* _READING PASSAGE_
__________________________________________________

17. In addition, the Lambert Review of links
between business and universities looked at the role of RDAs in
promoting business-university collaboration. The Government broadly
welcomes the report and will respond in due course following consultations
with stakeholders. The DTI has itself published last December
the outcome of a wide-ranging review of business innovation and
its contribution to productivity growth. Amongst other things,
the review has considered how to boost innovation at the regional
level and DTI will take work forward on implementation through
reform of its own programmes as well as closer engagement with
regional bodies and other departments on a range of policy issues.
Enterprise
18. Entrepreneurs and their businesses play
a significant role in strengthening the other drivers of productivity
by creating demand for skilled labour, driving investment, and
furthering innovation. Many more firms are set up in London and
the South East each year than in other regions, particularly the
North East. Business creation rates in 2002 ranged from 21 new
VAT registrations per 10,000 adult residents in the North East,
to 57 per 10,000 in London.
19. These differences in start-up rates
might be attributable to a range of causes:
entrepreneurial characteristics;
low levels of mobility of existing
firms;
poor access to finance in some
regions; and
weak local demand, which might
discourage firms from setting up in some areas in favour of more
prosperous locations.
20. The Government has already put in place
a number of policies to support business in the regions and across
the UK. In addition it has in place the Small Firms Loan Guarantee
(SFLG), tax incentives for investments in high growth SMEs and
Enterprise Capital Funds. It has established RDA-led Business
Links pilots to explore the scope for more effective business
support at the local level, whilst the Local Authority Business
Growth Incentives Scheme will give Local Authorities a direct
financial incentive to maximise local economic growth in their
area.
Competition
21. Competition plays a central role in
driving productivity growth. It puts pressure on firms to innovate,
improve efficiency and better serve consumer needs in the search
for competitive advantage over rivals. The level of competition
in an economy may vary significantly across regions and localities.
Firms in large and densely populated regions are more likely to
experience higher levels of competition than those in poorer or
more remote regions. Demand within these markets supports a greater
number of competitors and firms and consumers are likely to have
comparatively easy access to a wide choice of suppliers. Such
regions may also have superior infrastructure that may support
these markets more effectively.
22. Although the market studies undertaken
to date under the Enterprise Act have been on national markets,
the OFT has been looking closely at the operation of these markets
at a regional and local level. It has also undertaken a series
of roadshows throughout the regions, with the aim of understanding
better how local markets are working in practice and to provide
seminars for businesses to promote compliance with competition
law.

__________________________________________________

* _PROVIDED DATA_
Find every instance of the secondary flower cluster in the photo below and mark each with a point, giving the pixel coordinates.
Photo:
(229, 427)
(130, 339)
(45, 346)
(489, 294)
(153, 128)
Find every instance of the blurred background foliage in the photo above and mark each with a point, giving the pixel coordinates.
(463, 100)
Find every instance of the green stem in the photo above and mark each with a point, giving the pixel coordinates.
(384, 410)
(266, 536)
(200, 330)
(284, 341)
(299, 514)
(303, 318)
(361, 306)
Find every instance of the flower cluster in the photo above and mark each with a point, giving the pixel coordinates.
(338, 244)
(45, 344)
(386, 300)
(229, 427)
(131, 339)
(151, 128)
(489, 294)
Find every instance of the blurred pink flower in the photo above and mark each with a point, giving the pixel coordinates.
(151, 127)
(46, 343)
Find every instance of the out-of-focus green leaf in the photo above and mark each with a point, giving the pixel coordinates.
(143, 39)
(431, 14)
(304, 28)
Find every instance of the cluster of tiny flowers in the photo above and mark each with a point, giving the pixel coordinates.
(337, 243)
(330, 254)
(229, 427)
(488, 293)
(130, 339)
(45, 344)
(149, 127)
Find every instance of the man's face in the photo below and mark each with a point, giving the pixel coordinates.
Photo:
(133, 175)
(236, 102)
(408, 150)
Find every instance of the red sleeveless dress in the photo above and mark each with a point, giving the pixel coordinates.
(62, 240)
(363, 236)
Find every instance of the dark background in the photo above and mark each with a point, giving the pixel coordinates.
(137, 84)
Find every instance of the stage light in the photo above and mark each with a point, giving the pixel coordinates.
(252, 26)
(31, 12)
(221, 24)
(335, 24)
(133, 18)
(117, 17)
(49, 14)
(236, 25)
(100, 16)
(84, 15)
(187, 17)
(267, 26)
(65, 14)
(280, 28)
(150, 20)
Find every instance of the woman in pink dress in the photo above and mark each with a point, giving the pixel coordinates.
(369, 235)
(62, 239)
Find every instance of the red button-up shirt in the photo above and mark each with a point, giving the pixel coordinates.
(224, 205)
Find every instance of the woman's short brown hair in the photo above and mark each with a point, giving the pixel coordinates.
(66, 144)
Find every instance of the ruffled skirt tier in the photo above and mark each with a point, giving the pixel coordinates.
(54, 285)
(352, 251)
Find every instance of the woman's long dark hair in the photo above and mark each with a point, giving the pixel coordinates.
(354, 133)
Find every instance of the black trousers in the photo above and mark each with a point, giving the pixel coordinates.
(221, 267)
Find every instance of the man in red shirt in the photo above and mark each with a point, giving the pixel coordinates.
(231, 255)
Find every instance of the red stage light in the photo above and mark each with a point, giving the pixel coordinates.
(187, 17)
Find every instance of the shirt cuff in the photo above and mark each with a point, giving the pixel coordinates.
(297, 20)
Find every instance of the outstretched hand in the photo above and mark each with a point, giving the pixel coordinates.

__________________________________________________

* _STATED PROBLEM 1_
Output the stretch of the passage on regional economic policy from "Firms in large" through "markets more effectively.", copied word for word.
* _STATED PROBLEM 2_
In the entries, substitute "sleeve cuff" for "shirt cuff" in the stretch from the line containing "Find every instance of the shirt" through the end of the entries, changing nothing else. Give only that stretch.
The entries have no connection to the passage on regional economic policy.

* _PROBLEM SOLUTION 1_
Firms in large and densely populated regions are more likely to
experience higher levels of competition than those in poorer or
more remote regions. Demand within these markets supports a greater
number of competitors and firms and consumers are likely to have
comparatively easy access to a wide choice of suppliers. Such
regions may also have superior infrastructure that may support
these markets more effectively.

* _PROBLEM SOLUTION 2_
Find every instance of the sleeve cuff in the photo above and mark each with a point, giving the pixel coordinates.
(297, 20)
Find every instance of the outstretched hand in the photo above and mark each with a point, giving the pixel coordinates.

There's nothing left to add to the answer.